◆ 本文抜粋 ◆
********

昨日は、夜中過ぎに書き始めたブログ記事をなんだかんだ書き直してたりしてたら、なんと朝の5時過ぎになってた。
8時にどうしてもこなさなきゃならん任務があって、そのまま新聞読んだり新しいPCでマインスイーパーやったりして眠気と戦い、規定時間に無事任務完了。それから、どっと寝込んだ。
1/3ほど開けてた雨戸から日の光が部屋に差し込んで、、、ああ天気いいんだあ、とか思いながらいい気持ちで寝ていると、電話がなる。
K夫人からの緊急アラート電話だった。米国世論調査結果でオバマ支持率がマッケインのそれを下回ったのだった。ヤバイ。(説明すると、彼女のご主人は「アフリカが世界を救う」と言ったらしい、セネガル男。で、K夫人はアフリカ・バックアップ在仏邦人のうちの一人であり、同時にアンチ共和党主義者である。)
しかし、いやなニュースだ。バラコバマが、いかに能力のあるスマートな男でも奇跡は起こせないのが現実としても、マケインとそのバービー的夫人がいかに人間的に優れていたとしても、今の米共和党取り巻き連;各種ロビー、エヴァンジリスト・プロライフ・プロライフル・帰還したらしいカール・ローブとかケーガンとか、どうしてもここ欧州から見ると鳥肌がたつのである。
それになんだ、あのアラスカのスチワーデスさんは。。おまけに17歳の娘が妊娠してて人気急上昇?まあ、マツリというのは現地にいないと盛り上がり方は体感できないからね。でもなんだかなあ。。。ため息でますね。

********

保存された記録:
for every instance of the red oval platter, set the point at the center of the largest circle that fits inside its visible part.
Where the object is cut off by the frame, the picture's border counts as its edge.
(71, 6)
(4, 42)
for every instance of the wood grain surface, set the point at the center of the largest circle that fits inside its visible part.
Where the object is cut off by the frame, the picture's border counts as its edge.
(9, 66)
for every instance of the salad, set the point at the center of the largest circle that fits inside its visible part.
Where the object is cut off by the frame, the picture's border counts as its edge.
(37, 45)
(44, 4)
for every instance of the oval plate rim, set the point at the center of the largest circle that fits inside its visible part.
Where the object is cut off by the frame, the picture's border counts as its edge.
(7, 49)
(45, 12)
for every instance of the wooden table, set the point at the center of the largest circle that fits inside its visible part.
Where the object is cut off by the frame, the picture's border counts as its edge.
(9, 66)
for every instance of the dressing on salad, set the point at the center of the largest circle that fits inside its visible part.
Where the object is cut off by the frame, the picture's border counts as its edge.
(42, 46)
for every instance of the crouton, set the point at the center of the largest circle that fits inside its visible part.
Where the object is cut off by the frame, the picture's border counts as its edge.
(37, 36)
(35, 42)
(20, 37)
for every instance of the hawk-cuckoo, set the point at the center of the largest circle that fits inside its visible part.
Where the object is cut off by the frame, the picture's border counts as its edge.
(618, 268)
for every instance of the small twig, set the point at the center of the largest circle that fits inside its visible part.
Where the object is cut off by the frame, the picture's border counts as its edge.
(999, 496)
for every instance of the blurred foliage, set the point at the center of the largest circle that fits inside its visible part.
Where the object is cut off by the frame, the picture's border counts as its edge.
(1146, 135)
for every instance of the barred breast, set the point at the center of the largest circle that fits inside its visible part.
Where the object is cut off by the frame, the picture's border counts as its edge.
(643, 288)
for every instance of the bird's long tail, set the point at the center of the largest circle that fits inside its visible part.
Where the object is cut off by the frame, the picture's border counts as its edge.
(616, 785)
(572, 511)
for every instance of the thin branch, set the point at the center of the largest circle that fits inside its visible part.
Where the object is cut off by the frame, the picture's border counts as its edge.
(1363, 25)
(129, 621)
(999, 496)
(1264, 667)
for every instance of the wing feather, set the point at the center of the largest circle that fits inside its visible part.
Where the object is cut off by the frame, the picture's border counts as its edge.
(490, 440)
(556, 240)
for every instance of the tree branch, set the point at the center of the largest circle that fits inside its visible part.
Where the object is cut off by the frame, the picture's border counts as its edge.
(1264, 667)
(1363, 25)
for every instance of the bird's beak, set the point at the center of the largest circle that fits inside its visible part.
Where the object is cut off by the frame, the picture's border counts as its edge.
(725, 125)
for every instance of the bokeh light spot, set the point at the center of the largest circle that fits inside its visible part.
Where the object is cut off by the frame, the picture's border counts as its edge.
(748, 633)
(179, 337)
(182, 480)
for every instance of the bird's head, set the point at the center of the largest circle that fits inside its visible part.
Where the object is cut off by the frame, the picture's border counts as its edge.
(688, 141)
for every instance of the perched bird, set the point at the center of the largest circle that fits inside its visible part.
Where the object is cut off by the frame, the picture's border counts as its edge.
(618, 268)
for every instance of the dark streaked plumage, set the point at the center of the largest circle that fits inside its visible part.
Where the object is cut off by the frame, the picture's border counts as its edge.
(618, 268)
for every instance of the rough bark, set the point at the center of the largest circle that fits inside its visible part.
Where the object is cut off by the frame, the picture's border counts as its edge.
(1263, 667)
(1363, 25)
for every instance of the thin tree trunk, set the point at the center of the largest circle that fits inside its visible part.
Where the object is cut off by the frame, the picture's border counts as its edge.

********

◆ 指示 1 ◆
本文抜粋の「8時にどうしてもこなさなきゃ」から「かなあ。。。ため息でますね。」までを、一字一句そのまま引用してください。
◆ 指示 2 ◆
本文抜粋の中で、算用数字で書かれている数をすべて挙げてください。
◆ 指示 3 ◆
米大統領選の話題で終わっている本文抜粋を、最後の文の次から書き進めてください。

◆ 回答 1 ◆
8時にどうしてもこなさなきゃならん任務があって、そのまま新聞読んだり新しいPCでマインスイーパーやったりして眠気と戦い、規定時間に無事任務完了。それから、どっと寝込んだ。
1/3ほど開けてた雨戸から日の光が部屋に差し込んで、、、ああ天気いいんだあ、とか思いながらいい気持ちで寝ていると、電話がなる。
K夫人からの緊急アラート電話だった。米国世論調査結果でオバマ支持率がマッケインのそれを下回ったのだった。ヤバイ。(説明すると、彼女のご主人は「アフリカが世界を救う」と言ったらしい、セネガル男。で、K夫人はアフリカ・バックアップ在仏邦人のうちの一人であり、同時にアンチ共和党主義者である。)
しかし、いやなニュースだ。バラコバマが、いかに能力のあるスマートな男でも奇跡は起こせないのが現実としても、マケインとそのバービー的夫人がいかに人間的に優れていたとしても、今の米共和党取り巻き連;各種ロビー、エヴァンジリスト・プロライフ・プロライフル・帰還したらしいカール・ローブとかケーガンとか、どうしてもここ欧州から見ると鳥肌がたつのである。
それになんだ、あのアラスカのスチワーデスさんは。。おまけに17歳の娘が妊娠してて人気急上昇?まあ、マツリというのは現地にいないと盛り上がり方は体感できないからね。でもなんだかなあ。。。ため息でますね。

◆ 回答 2 ◆
5（朝の5時過ぎ）、8（8時）、1/3（雨戸を開けていた分）、17（17歳の娘）

◆ 回答 3 ◆
オイル価格上昇で、産出国の国庫が満タンになった現時点の数字はわからないけど、以前の統計では全世界軍備の半分以上を米国が有していたんだと思う。
まあ、アラスカ・マダムの政治的経験の少なさは、これから2ヶ月近く続く選挙戦の流れの中でも表面化するだろうし、まだまだ何が起こるかわからない。まあ、これが世界的傾向である選挙政治のゴシップ週刊誌化のプロトタイプだな。
(いつからだろう、猫屋が支持する候補者は、国の如何を問わずすべて完敗しておるわけで、いやだなあ。だからってアタクシがマケイン応援しても、バラコが勝つわけでもないのである。)
さて、K夫人が教えてくれたけど(現場にいた友人プロ・カメラマンからの情報とのこと)、かのダライ・ラマとの会見の際、カルラ・ブルニ-サルコ仏大統領夫人は、薄手の夏服の下にブラをつけてなかったんだと。。。何考えてんねん。仏政治パリマッチ化である。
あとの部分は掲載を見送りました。